How to complete this task
Please list every place named in the article about displaced Syrians below, giving each name only once.

Passage for review

In this Friday, April 13, 2018 photo, a Syrian child who was displaced with his family from eastern Ghouta watches from the window of his family's shelter at a shelter in the village of Horjelli in the Damascus countryside, Syria. Thousands of Syrians displaced by the battle for the once-lush suburbs of Damascus now find themselves in a crowded settlement, where for the first time in recent memory they have enough to eat. The community is home to some 18,000 people displaced by the offensive that drove rebels out of eastern Ghouta. On Saturday, the Syrian government announced the capture of Douma, the last rebel stronghold in eastern Ghouta and the site of an alleged chemical attack that prompted a Western missile strike.
AP Photo/Hassan Ammar
Syrians displaced near capital recall years of deprivation
Bassem Mroue (Associated Press) - April 16, 2018 - 1:08am

HORJELLI — Thousands of Syrians displaced by the battle for the once-lush suburbs of Damascus now find themselves in a crowded settlement, where for the first time in recent memory they have enough to eat.

Stored entries
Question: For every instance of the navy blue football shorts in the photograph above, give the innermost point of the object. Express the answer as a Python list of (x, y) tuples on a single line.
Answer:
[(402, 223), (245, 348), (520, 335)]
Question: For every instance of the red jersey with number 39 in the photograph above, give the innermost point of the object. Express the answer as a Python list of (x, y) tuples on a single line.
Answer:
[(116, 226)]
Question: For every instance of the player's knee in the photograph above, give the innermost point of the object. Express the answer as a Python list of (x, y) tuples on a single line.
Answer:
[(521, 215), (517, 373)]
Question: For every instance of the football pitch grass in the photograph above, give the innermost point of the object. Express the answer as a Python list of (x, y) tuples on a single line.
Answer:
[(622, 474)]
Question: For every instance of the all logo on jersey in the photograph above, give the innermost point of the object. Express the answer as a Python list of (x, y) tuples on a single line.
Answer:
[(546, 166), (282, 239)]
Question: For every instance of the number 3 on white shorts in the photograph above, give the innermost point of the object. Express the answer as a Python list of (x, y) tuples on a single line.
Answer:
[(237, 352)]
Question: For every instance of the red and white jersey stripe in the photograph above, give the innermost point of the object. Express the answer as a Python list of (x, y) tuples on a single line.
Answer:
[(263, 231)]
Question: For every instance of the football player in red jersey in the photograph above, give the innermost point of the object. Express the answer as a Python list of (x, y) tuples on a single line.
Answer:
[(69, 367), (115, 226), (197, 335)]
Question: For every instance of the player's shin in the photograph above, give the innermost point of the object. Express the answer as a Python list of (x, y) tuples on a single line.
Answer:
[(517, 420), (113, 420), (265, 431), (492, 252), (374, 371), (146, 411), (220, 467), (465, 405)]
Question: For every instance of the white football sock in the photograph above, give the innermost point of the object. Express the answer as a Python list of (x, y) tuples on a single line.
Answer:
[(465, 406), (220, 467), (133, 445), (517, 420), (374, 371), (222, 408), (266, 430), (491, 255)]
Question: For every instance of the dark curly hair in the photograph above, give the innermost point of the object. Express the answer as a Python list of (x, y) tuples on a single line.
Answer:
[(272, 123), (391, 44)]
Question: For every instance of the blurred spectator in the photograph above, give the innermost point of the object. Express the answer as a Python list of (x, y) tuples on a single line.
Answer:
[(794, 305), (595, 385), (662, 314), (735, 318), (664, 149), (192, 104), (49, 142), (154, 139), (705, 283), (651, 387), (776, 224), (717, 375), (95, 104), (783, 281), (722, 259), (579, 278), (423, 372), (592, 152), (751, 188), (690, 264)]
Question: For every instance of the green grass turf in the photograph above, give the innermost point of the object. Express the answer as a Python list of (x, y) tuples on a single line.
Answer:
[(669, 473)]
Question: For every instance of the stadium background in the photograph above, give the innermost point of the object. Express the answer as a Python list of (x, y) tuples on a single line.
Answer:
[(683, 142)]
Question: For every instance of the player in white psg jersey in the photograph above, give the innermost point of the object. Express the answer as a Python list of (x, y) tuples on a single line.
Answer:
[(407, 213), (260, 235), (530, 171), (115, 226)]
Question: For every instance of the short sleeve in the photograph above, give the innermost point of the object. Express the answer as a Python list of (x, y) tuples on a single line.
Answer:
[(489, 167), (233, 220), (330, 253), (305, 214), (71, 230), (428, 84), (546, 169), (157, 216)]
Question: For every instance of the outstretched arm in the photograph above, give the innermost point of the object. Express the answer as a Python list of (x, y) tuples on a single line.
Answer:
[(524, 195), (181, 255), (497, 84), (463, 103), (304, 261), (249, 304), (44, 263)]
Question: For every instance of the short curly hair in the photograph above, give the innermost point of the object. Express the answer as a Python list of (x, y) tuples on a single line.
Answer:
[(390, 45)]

Solution for this problem
eastern Ghouta, Horjelli, Damascus, Syria, Douma